====== Records ======

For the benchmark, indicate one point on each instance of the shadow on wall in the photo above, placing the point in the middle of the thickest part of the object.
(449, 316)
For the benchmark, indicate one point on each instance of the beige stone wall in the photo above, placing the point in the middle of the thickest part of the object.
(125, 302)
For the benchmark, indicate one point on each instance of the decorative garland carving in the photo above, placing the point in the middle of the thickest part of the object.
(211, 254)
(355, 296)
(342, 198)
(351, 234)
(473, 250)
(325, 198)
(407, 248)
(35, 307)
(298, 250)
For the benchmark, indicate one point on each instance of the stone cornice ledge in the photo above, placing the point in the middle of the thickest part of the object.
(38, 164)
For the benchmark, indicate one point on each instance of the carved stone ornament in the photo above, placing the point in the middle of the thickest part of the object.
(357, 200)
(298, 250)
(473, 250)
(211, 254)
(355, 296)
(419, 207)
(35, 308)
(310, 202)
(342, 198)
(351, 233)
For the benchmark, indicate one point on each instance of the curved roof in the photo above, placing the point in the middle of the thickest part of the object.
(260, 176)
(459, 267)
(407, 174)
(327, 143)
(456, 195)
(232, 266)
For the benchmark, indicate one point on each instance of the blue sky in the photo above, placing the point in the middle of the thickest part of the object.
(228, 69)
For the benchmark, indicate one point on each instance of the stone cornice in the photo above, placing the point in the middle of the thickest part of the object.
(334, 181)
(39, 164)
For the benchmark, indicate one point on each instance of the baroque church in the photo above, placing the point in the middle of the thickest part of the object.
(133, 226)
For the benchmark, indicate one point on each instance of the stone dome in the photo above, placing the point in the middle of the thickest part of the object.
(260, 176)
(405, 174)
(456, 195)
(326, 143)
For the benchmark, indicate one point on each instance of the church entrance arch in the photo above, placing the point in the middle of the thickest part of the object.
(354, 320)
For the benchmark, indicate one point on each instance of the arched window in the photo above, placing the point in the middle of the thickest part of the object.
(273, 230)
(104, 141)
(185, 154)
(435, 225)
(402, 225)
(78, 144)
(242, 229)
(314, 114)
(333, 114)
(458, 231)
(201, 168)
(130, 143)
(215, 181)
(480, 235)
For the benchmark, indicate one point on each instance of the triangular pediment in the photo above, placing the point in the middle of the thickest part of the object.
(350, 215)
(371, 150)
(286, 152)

======

== Required work ==
Extract every entry in the listing word for word.

== Correct result ==
For the benchmark, indicate one point on each instance of the shadow on wall in the photo above, placing the point in the middle of the thickest part of the object.
(449, 316)
For the benchmark, indicate one point on each instance of the beige stone wall in the photo above, placing the point in the middle of the thickest part of the object.
(125, 302)
For the benchmark, indicate one point on each instance of the decorative garland carving in the photo above, placing the point in the middle of the thickest part of the object.
(211, 254)
(355, 296)
(342, 198)
(351, 234)
(473, 250)
(325, 198)
(407, 248)
(35, 307)
(298, 250)
For the benchmark, indicate one point on each instance of the stone cornice ledge in the photo above, placing the point in the middle of the thickest part of the object.
(38, 164)
For the benchmark, indicate one point on each instance of the carved stone ornament in the photo above, placing the point in the middle of the thickest part of the object.
(357, 200)
(298, 250)
(473, 250)
(211, 254)
(355, 296)
(419, 207)
(35, 308)
(310, 202)
(342, 198)
(351, 233)
For the benchmark, indicate one point on each instance of the curved roof in the photo above, placing the point in the middle of the thickest part of the object.
(260, 176)
(459, 267)
(407, 174)
(327, 143)
(456, 195)
(232, 266)
For the benchmark, indicate one point on each instance of the blue sky in the photo above, placing the point in the middle of the thickest part of the object.
(228, 69)
For the benchmark, indicate one point on each instance of the stone cornice in the photo above, placing the point in the middle of the thickest part of the object.
(334, 181)
(39, 164)
For the benchmark, indicate one point on each instance of the baroque church in the photo above, placing the point in the middle of the thickest part of the object.
(133, 226)
For the benchmark, indicate one point on each instance of the stone dome in the photo above, placing the point in the middle of the thickest part of the object.
(260, 176)
(405, 174)
(456, 195)
(326, 143)
For the benchmark, indicate one point on each instance of the church entrance arch in the photo above, placing the point in the middle of the thickest part of the object.
(354, 320)
For the benchmark, indicate one point on each instance of the arched window in the photo above, placing the point in the middle of the thickest part of the object.
(273, 230)
(104, 141)
(185, 154)
(435, 225)
(402, 225)
(78, 144)
(242, 229)
(314, 114)
(333, 114)
(458, 231)
(201, 168)
(130, 143)
(215, 181)
(480, 235)
For the benchmark, indicate one point on each instance of the triangular pediment in the photo above, placing the point in the middle of the thickest part of the object.
(350, 215)
(371, 150)
(286, 152)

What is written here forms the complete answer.